# INSTRUCTIONS FOR THE TASK
Copy the items below word for word, from the line containing "of the brass" through the last item, including both ends.

# DATASET RECORDS
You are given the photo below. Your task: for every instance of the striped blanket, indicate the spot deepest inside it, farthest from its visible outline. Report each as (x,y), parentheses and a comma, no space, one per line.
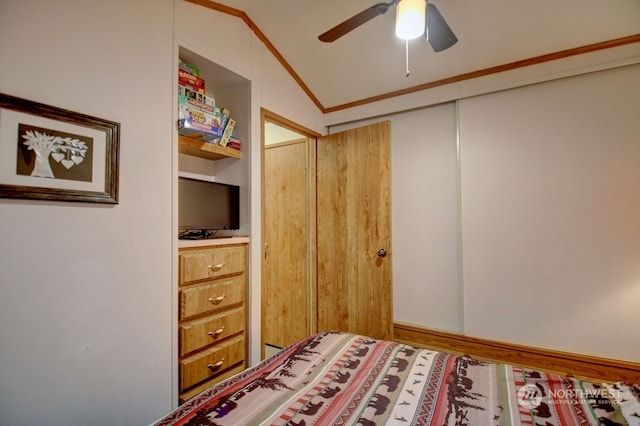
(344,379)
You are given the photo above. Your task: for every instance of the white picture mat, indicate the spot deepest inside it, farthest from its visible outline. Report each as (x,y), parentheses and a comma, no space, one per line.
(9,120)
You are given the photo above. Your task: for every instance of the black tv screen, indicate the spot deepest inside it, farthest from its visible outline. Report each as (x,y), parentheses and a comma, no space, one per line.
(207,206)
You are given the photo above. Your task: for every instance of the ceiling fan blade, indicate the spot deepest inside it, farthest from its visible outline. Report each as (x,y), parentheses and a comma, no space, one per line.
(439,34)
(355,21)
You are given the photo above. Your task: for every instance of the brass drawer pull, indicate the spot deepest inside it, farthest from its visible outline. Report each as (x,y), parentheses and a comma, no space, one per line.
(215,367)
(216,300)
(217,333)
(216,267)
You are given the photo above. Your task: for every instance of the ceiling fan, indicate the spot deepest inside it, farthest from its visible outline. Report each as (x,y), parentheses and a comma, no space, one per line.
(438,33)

# TASK SOLUTION
You are given the photo above. Your task: for every instance of the brass drawer pull, indicate the spot deepest inside it, farthest from its visible outline. Report each as (x,y), parentheses and a comma, no space, one per line.
(215,367)
(216,300)
(217,333)
(216,267)
You are given the photo above. Your task: for every instance of the ceiling fan, indicate the spot deepest inside it, farthest from its visible outline. Report each as (x,y), parentheses and a comma, no space, one per line.
(438,33)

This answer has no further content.